TEXTO DE PARTIDA -
"""
Apocalypto es una película no apta para los más aprensivos. No economiza la violencia por ninguna parte. Retrata una forma de vida extremadamente cruel y casi prehistórica. Y lo hace con nervio e inteligencia. Sin ir más lejos, la secuencia que abre el film (la caza de un tapir en medio de la espesura de la selva) se convierte en un claro antecedente del posterior tratamiento del mismo, tanto en su parte narrativa como visual. Un mundo nuevo acaba de nacer ante la platea.
Deudora de los grandes productos de un género casi olvidado, Apocalypto ofrece al espectador un sinfín de pasajes construidos con los tópicos de un cine que hacía tiempo no veíamos: cascadas, arenas movedizas, montañas vertiginosas, animales salvajes, persecuciones, guerreros sanguinarios, luchas cuerpo a cuerpo, decapitaciones, eclipses de sol...: velados elementos cargados de guiños a títulos tan significativos e inolvidables como El Planeta de los Simios, Comando en el Mar de China o los que conformaban la saga del Tarzán protagonizados por Johnny Weissmuller. Un brillante conjunto de retazos, perfectamente unidos, para dar vida, fuerza y consistencia a uno de los films con más empaque de este recién estrenado 2007. Un film que, por otra parte (y al igual que hiciera con su discutido La Pasión de Cristo) ha sido rodado respetando los distintos dialectos mayas existentes, lo cual ha supuesto la exigencia del realizador para que, velando al máximo por su concepción inicial, se estrene en todo el mundo en versión original subtitulada. Un detalle muy valiente a tener en cuenta.
"""
QUÉ SE PIDE -
Transcribe sin cambios el fragmento de la reseña de Apocalypto que empieza en "Apocalypto es una" y termina en "ante la platea.", ambos incluidos.

DATOS SIN PROCESAR -
"""
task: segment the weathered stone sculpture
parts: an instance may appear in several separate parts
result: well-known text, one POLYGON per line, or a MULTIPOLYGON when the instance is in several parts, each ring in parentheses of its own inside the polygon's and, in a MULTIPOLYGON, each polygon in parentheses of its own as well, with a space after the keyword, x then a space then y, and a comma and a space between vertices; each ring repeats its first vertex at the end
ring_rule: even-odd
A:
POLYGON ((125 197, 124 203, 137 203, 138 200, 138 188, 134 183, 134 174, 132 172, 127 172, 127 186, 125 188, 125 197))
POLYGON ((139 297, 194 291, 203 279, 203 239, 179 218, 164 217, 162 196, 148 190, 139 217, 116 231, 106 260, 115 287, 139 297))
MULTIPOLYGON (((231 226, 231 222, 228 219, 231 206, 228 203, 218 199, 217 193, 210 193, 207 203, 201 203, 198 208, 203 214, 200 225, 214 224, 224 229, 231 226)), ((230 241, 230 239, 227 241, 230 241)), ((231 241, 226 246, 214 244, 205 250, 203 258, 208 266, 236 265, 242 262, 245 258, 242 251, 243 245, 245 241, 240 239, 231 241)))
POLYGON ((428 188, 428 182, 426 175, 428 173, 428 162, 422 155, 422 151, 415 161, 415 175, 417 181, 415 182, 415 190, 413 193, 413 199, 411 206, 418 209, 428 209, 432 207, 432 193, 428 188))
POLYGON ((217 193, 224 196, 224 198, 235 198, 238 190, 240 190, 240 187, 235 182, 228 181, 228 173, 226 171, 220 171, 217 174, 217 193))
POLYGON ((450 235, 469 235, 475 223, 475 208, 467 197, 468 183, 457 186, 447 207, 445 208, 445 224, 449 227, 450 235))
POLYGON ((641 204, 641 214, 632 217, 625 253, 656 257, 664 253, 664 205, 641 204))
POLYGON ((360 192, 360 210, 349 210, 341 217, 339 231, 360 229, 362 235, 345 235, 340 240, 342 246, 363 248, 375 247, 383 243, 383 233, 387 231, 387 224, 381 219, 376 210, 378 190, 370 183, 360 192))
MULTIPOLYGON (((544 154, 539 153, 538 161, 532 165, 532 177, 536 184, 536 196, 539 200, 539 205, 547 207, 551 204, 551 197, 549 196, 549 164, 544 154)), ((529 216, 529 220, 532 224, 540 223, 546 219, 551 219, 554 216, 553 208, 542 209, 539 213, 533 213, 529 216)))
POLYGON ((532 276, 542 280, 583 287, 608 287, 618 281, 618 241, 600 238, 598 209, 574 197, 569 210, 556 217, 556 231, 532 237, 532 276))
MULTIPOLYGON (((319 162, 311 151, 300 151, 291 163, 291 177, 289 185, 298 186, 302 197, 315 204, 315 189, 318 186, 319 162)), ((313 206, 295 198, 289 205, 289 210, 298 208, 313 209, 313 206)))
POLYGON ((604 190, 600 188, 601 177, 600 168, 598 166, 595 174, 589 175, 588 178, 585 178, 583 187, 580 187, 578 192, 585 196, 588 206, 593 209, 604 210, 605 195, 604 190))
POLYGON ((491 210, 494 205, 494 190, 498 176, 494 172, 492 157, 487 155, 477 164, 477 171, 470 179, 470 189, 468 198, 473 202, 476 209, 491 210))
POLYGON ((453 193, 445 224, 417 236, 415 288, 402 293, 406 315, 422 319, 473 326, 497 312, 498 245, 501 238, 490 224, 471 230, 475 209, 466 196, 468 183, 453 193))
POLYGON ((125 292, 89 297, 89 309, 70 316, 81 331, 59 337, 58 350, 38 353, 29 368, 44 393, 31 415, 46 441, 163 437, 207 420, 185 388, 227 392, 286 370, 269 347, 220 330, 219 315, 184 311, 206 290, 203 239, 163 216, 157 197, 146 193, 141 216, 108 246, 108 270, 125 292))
"""
TU RESPUESTA -
Apocalypto es una película no apta para los más aprensivos. No economiza la violencia por ninguna parte. Retrata una forma de vida extremadamente cruel y casi prehistórica. Y lo hace con nervio e inteligencia. Sin ir más lejos, la secuencia que abre el film (la caza de un tapir en medio de la espesura de la selva) se convierte en un claro antecedente del posterior tratamiento del mismo, tanto en su parte narrativa como visual. Un mundo nuevo acaba de nacer ante la platea.